(Referring expression data)
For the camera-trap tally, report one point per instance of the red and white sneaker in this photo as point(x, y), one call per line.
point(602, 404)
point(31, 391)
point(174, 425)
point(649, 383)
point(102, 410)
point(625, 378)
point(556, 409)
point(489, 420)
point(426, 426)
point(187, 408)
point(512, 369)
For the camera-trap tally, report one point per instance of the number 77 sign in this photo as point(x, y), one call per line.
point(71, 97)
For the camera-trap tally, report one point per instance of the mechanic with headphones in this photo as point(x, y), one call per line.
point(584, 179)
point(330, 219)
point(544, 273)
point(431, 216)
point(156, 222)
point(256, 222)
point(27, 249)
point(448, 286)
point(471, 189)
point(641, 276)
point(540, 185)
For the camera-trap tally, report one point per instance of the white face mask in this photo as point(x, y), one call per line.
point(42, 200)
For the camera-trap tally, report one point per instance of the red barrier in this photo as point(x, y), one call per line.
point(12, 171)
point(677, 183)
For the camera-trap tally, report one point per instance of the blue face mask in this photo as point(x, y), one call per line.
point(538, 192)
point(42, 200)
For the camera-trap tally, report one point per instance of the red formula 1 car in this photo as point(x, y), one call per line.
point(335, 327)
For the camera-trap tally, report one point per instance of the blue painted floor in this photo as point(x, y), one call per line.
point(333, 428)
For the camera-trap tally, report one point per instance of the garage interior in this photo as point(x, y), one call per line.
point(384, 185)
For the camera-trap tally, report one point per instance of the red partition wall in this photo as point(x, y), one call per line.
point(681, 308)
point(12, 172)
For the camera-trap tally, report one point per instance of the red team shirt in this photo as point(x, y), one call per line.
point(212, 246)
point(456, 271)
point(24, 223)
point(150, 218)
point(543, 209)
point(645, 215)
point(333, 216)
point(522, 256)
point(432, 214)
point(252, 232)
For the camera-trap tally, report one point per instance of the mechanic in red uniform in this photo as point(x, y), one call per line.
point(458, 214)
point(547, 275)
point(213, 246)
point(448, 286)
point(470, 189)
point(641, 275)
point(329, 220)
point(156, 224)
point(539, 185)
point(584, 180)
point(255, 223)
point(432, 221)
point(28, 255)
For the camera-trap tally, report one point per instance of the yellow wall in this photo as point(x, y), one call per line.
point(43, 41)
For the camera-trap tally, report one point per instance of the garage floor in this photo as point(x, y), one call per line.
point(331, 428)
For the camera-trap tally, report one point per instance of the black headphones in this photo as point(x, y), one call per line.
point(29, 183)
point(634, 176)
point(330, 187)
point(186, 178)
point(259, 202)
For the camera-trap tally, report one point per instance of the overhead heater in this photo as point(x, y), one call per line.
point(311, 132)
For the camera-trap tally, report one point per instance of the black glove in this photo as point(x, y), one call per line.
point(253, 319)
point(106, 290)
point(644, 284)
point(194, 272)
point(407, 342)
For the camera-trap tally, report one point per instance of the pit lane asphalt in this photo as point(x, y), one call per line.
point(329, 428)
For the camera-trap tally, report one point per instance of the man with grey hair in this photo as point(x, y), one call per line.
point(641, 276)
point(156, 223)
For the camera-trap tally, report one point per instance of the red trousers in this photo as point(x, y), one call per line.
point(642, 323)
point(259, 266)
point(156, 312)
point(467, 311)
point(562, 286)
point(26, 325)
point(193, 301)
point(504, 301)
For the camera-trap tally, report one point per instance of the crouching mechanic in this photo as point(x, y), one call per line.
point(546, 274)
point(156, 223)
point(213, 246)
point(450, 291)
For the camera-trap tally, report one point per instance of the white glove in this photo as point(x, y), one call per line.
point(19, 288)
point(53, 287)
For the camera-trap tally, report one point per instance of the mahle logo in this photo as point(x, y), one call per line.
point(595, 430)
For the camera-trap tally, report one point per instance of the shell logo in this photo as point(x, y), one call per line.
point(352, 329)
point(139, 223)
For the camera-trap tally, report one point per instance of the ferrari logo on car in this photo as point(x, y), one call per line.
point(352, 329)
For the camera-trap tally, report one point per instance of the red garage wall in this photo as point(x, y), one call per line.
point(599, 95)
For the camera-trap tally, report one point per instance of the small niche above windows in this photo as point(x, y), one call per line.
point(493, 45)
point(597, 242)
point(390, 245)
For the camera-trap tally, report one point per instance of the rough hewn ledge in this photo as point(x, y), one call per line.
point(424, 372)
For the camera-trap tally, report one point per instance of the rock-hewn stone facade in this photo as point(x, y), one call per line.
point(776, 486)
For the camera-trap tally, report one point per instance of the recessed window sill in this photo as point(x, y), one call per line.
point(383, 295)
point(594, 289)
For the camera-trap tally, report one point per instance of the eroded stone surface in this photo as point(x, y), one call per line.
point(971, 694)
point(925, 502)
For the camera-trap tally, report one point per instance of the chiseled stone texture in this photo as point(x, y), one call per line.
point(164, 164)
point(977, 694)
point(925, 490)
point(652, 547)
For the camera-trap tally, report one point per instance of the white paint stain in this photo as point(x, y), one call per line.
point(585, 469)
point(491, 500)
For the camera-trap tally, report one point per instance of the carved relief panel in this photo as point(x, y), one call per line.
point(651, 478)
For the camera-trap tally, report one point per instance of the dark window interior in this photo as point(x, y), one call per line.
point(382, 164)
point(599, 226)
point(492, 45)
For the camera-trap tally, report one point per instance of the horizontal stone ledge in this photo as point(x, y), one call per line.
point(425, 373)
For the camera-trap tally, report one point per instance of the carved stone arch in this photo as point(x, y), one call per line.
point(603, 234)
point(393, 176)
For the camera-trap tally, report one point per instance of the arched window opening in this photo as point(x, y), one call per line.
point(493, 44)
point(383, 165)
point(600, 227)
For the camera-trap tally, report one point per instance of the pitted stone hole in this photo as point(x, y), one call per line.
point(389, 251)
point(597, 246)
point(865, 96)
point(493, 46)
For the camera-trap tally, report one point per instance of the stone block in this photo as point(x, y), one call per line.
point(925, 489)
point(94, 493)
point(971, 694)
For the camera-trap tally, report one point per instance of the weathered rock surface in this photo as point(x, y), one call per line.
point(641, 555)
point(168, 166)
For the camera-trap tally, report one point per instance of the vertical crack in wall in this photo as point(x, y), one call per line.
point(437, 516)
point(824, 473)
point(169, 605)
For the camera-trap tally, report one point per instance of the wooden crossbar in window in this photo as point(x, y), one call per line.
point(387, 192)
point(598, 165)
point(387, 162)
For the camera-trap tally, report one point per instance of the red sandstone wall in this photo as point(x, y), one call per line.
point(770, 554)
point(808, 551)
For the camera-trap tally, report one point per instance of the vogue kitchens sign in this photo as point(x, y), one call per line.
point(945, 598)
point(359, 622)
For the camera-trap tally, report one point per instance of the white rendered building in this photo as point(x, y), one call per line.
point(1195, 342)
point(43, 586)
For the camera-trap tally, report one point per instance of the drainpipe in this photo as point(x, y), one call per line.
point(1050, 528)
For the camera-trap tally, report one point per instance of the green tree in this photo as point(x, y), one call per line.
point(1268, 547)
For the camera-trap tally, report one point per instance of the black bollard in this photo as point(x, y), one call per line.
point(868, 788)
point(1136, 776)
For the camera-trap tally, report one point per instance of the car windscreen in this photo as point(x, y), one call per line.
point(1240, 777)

**EXERCISE AIM**
Retype all the data. Nothing may be left out or altered.

**WRITTEN SOLUTION**
For the camera-trap tally, report one point per instance of the red and white sneaker in this photo as point(x, y), one call per line.
point(602, 404)
point(31, 391)
point(174, 425)
point(649, 383)
point(102, 410)
point(625, 378)
point(556, 409)
point(489, 420)
point(426, 426)
point(187, 408)
point(512, 369)
For the camera-trap tally, report one point per instance of the number 77 sign in this photo as point(x, y), one call per line.
point(71, 97)
For the camera-trap tally, report one point per instance of the mechanic with headphones in this photo as point(x, y), one call per line.
point(584, 179)
point(330, 219)
point(544, 273)
point(431, 216)
point(156, 222)
point(256, 222)
point(27, 249)
point(448, 286)
point(471, 189)
point(641, 276)
point(540, 185)
For the camera-trap tally, report one point per instance of the white face mask in this photo as point(x, y), one call per line.
point(42, 200)
For the camera-trap tally, report one point per instance of the red barrier in this photo as point(x, y), one call per line.
point(12, 171)
point(677, 183)
For the camera-trap tally, report one point per instance of the blue face mask in this photo as point(x, y), one call per line.
point(538, 192)
point(42, 200)
For the camera-trap tally, report one point per instance of the red formula 1 car in this photo as point(x, y), one call per line.
point(335, 327)
For the camera-trap tally, report one point per instance of the blue painted floor in this photo as point(x, y), one call per line.
point(333, 428)
For the camera-trap tally, report one point per instance of the garage interior in this photo as point(x, y), one call per line.
point(384, 185)
For the camera-trap tally, report one point per instance of the red partition wall in this photo as point(x, y), one call per line.
point(681, 308)
point(12, 172)
For the camera-trap tally, report one point per instance of the red team shirt in this photo as point(x, y), one call per line.
point(212, 246)
point(456, 271)
point(24, 223)
point(150, 218)
point(543, 209)
point(645, 215)
point(333, 216)
point(522, 256)
point(432, 214)
point(252, 232)
For the camera-trap tally, report one point per instance of the mechanic in red uniform in this photo as point(x, y), one call per line.
point(458, 214)
point(547, 275)
point(213, 246)
point(448, 286)
point(470, 189)
point(641, 275)
point(329, 220)
point(156, 224)
point(539, 185)
point(584, 180)
point(255, 223)
point(432, 221)
point(28, 255)
For the camera-trap tally, report one point per instance of the yellow wall in this photo as point(x, y), one call per line.
point(43, 41)
For the camera-trap tally, report one point per instance of the garage floor in this photo as point(x, y), one call per line.
point(331, 428)
For the camera-trap tally, report one point per instance of the black headphones in this photo as point(x, y), one call per line.
point(29, 183)
point(634, 176)
point(330, 187)
point(186, 178)
point(259, 202)
For the camera-trap tally, report one point per instance of the overhead heater in this photo as point(x, y), one call per line.
point(311, 132)
For the camera-trap tally, report one point per instance of the black glove in this photo as point(x, y), one call per line.
point(253, 319)
point(106, 290)
point(644, 284)
point(194, 272)
point(407, 342)
For the camera-trap tally, report one point per instance of the pit lane asphalt in this photo as point(x, y), one call per line.
point(329, 428)
For the camera-trap tally, report one point per instance of the man with grey hair in this photo as point(x, y), one call per line.
point(641, 276)
point(156, 223)
For the camera-trap tally, report one point per instance of the red trousers in this photo as point(x, y), one call per line.
point(642, 323)
point(259, 266)
point(156, 312)
point(467, 311)
point(562, 286)
point(26, 325)
point(193, 301)
point(504, 301)
For the camera-trap tally, report one point per instance of the crouching mechanic in this photo as point(x, y), one call per line.
point(546, 274)
point(156, 223)
point(213, 246)
point(450, 291)
For the camera-trap tally, report one point per instance of the white glove in this photo as point(x, y), one call per line.
point(19, 288)
point(53, 287)
For the camera-trap tally, report one point per instance of the mahle logo in this photo as point(x, y), one call per line.
point(595, 430)
For the camera-trap tally, report one point per instance of the shell logo in this photo as point(x, y), one call per line.
point(352, 329)
point(139, 223)
For the camera-trap tally, report one point per instance of the ferrari logo on car in this photo as point(x, y), one call per line.
point(352, 329)
For the camera-trap tally, report one point per instance of the red garage wall in this photo as point(x, y), one call per line.
point(599, 95)
For the camera-trap tally, report one point per instance of the small niche above windows in this photo as point(x, y), one call per line.
point(493, 45)
point(597, 242)
point(390, 245)
For the camera-trap tally, report one point per instance of the rough hewn ledge in this photo as point(x, y), one call per line.
point(424, 372)
For the camera-trap tally, report one point per instance of the rock-hewn stone facade in this photo as point(x, y), one call per line.
point(776, 486)
For the camera-trap tally, report one point per instance of the recessed window sill in this photo as point(x, y), one call per line.
point(383, 295)
point(594, 289)
For the camera-trap tally, report one point per instance of the eroded stone surface in this photo as point(x, y), one call per line.
point(971, 694)
point(925, 502)
For the camera-trap tally, report one point per instance of the chiseled stone texture in this photo as point(x, y), one call per line.
point(164, 164)
point(977, 694)
point(925, 490)
point(652, 547)
For the camera-trap tally, report one point per instance of the white paint stain in this photo as point(x, y), one call per line.
point(585, 469)
point(491, 500)
For the camera-trap tally, report one point per instance of the carved relief panel in this photo as point(x, y), one call per line.
point(651, 478)
For the camera-trap tally, report one point per instance of the dark window interior in this photo as point(x, y), one call per line.
point(382, 164)
point(599, 226)
point(492, 45)
For the camera-trap tally, report one point per instance of the horizontal stone ledge in this photo as point(x, y), one call per line.
point(425, 373)
For the camera-trap tally, report one point per instance of the carved stone arch in this photo as point(x, y), one call per line.
point(603, 234)
point(393, 176)
For the camera-trap tally, report one point per instance of the arched window opening in this photo as point(x, y), one call per line.
point(493, 44)
point(383, 165)
point(600, 227)
For the camera-trap tally, report one point per instance of the pitted stone hole in this photo as point(x, y), one call per line.
point(389, 251)
point(597, 246)
point(865, 96)
point(493, 46)
For the camera-trap tally, report one point per instance of the stone block in this photo as point(x, y), one call per line.
point(925, 489)
point(94, 493)
point(971, 694)
For the camera-trap tally, report one point per instance of the weathered rock surface in this photo as point(x, y), one call per line.
point(641, 555)
point(168, 166)
For the camera-trap tally, report one point per instance of the vertical crack in wall in this photo as point(x, y), one call per line.
point(437, 516)
point(824, 473)
point(169, 605)
For the camera-trap tally, report one point per instance of the wooden crossbar in window in this photo as point(x, y), one call per line.
point(387, 192)
point(598, 165)
point(387, 162)
For the camera-trap tally, report one point per instance of the red sandstone wall in this photo as point(x, y), one call per line.
point(770, 554)
point(808, 551)
For the camera-trap tally, report one point per instance of the vogue kitchens sign in this photo as point(x, y), one call per line.
point(945, 598)
point(359, 622)
For the camera-trap tally, report one point per instance of the white rendered building in this photo as point(x, y), one call per line.
point(1195, 342)
point(43, 586)
For the camera-trap tally, report one point per instance of the drainpipe in this photo as point(x, y), one call per line.
point(1050, 528)
For the camera-trap tally, report one point per instance of the green tree in this photo as point(x, y), one call per line.
point(1268, 547)
For the camera-trap tally, report one point per instance of the black bollard in this photo as point(x, y), one call per line.
point(868, 788)
point(1136, 776)
For the camera-trap tally, report one point per instance of the car windscreen in this photo as point(x, y), one call per line.
point(1240, 777)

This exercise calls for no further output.